[Some records]

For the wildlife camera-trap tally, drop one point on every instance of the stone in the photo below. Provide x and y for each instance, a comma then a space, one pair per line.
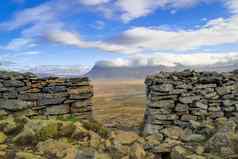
125, 137
221, 139
50, 100
195, 138
26, 137
3, 138
54, 89
27, 155
180, 152
154, 140
162, 104
137, 152
66, 129
188, 117
82, 96
163, 88
8, 125
13, 83
49, 129
167, 117
173, 132
201, 105
189, 99
15, 105
181, 108
224, 90
81, 104
57, 109
59, 149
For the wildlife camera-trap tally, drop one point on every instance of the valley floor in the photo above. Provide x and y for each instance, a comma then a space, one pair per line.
119, 103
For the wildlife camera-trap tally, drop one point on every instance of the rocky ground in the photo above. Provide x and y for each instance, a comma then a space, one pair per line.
69, 138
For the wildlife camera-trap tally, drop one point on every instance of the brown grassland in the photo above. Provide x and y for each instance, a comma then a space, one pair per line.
119, 103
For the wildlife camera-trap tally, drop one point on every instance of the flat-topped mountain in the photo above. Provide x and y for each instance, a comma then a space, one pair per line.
104, 71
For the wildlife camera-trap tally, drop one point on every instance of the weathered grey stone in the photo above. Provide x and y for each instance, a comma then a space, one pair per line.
81, 104
162, 104
54, 89
13, 83
57, 109
162, 88
190, 99
15, 105
181, 108
167, 117
188, 117
214, 109
228, 103
205, 86
10, 95
195, 138
201, 105
224, 90
165, 97
81, 96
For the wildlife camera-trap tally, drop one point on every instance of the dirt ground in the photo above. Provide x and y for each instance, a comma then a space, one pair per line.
118, 103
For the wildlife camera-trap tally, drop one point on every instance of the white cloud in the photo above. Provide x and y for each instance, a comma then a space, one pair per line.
31, 53
99, 24
74, 39
171, 59
137, 40
94, 2
138, 8
20, 43
216, 32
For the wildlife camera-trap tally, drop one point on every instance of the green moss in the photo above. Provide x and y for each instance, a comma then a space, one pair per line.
26, 155
96, 127
71, 118
3, 138
50, 130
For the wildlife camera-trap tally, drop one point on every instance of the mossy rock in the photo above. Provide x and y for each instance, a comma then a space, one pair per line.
8, 125
3, 138
26, 137
97, 127
27, 155
48, 130
66, 129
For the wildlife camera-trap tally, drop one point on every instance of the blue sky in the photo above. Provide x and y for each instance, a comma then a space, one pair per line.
135, 32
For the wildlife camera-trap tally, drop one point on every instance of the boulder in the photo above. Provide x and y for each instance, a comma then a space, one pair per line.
26, 137
15, 105
54, 89
3, 138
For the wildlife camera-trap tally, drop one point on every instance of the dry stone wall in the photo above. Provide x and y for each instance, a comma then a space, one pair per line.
176, 99
27, 94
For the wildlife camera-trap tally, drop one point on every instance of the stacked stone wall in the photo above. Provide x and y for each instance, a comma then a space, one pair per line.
27, 94
176, 99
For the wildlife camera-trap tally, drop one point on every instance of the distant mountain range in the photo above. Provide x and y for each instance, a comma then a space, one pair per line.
102, 71
59, 70
140, 72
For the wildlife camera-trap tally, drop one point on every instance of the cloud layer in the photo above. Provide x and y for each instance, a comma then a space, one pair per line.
150, 45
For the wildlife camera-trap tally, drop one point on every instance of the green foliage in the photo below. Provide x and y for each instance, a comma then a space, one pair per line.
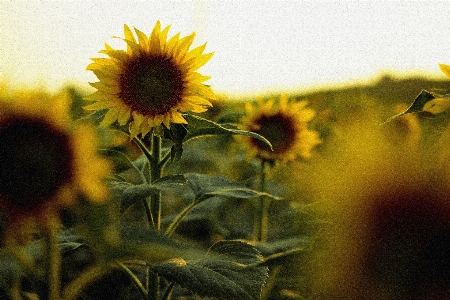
198, 127
225, 272
166, 234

- Direction
Write out every line of the material above word for word, leaving out the pictures.

- Right answer
For the wildlife camera-trap tally, drop one point on every instance of the stone in the photo below. Provide x and y for each instance, a comma then a space, one pair per line.
125, 137
221, 139
50, 100
195, 138
26, 137
3, 138
54, 89
27, 155
180, 152
154, 140
162, 104
137, 152
66, 129
188, 117
82, 96
163, 88
8, 125
13, 83
49, 129
167, 117
173, 132
201, 105
189, 99
15, 105
181, 108
224, 90
81, 104
57, 109
59, 149
For the wildlife camera-trap tally, drop one point on every instance of the valley floor in the photo above. Provide x and y for each instance, a comma then a space, one pair per line.
119, 103
For the wildlife camera-trap tally, drop one point on every instance of the rocky ground in the photo above. Provide x and y for each instance, a comma then a space, one pair per line.
69, 138
For the wildlife camera-trap tally, drop one point on every instance of the brown grassland in the photo above. Provide x and y for each instance, a comma then a space, one pair per line.
119, 103
For the wildlife camera-trap tally, drop one point on every instance of the flat-topped mountain in the photo above. Provide x and y for each instance, a comma then a space, one pair per line.
104, 71
For the wildlife camera-trap tally, drop one point on every instance of the weathered grey stone in the photo above. Provide x and y for each instance, a comma then a space, one pair per line.
81, 104
162, 104
54, 89
13, 83
57, 109
162, 88
190, 99
15, 105
181, 108
167, 117
188, 117
214, 109
228, 103
205, 86
10, 95
195, 138
201, 105
224, 90
165, 97
81, 96
For the wildlife camera-trap tally, drop one point on every instance of the dirt ground in the photo above. Provide x and y for each instance, a comma then a space, one pair per line.
118, 103
For the wildlife camera-trap tally, drop one point on every instance of the white cloud in the photo above. Provide x and y for each instance, a comma then a space, one pair per line.
31, 53
99, 24
74, 39
171, 59
137, 40
94, 2
138, 8
20, 43
216, 32
For the wildlife camera-trap tally, drop one point on every instance of the green moss in the photo above. Provide x and y for each instance, a comma then a space, one pair per line.
26, 155
96, 127
71, 118
3, 138
50, 130
For the wildlife camera-trap tally, drop one point on every instance of the mossy rock in the photo above. Provide x and y for each instance, a comma then a space, one pair per line.
8, 125
3, 138
26, 137
97, 127
27, 155
48, 130
66, 129
For the wildlife camera-trap tally, drop one point on every instance of the blue sky in the photo above. Provide x and y for each instance, a comma then a space, one pair per line.
135, 32
For the wildlife camera-trap tally, drop one point on every instance of the boulder in the photo above. Provide x and y for each instance, a comma then a space, one pair per line.
26, 137
15, 105
54, 89
3, 138
For the wildlife camera-trap tally, drop one point on every instance of the dry stone wall in the photo above. Provide x and y for each instance, a comma then a space, one pair per line.
176, 99
27, 94
For the wildlife camera-trap tally, drop one point on every instance of the stacked stone wall in the photo above. Provide x and y for each instance, a comma then a space, one pair per line.
27, 94
176, 99
For the wildlife camera-trap tally, drop one point on every instance of the distant mountain range in the photo above. Provide x and y for each instance, a comma then a space, one pair per line.
102, 71
59, 70
140, 72
For the wildlife camera-trap tally, drop one point on every instance of the cloud layer in the photo above. Provide x and y for each instance, a comma then a space, one pair per line.
150, 45
For the wildlife camera-trap tally, drop one point on every instance of the green foliage in the photo below. Provide x and y for each instance, a comma then a space, one pair per line.
198, 127
225, 272
166, 234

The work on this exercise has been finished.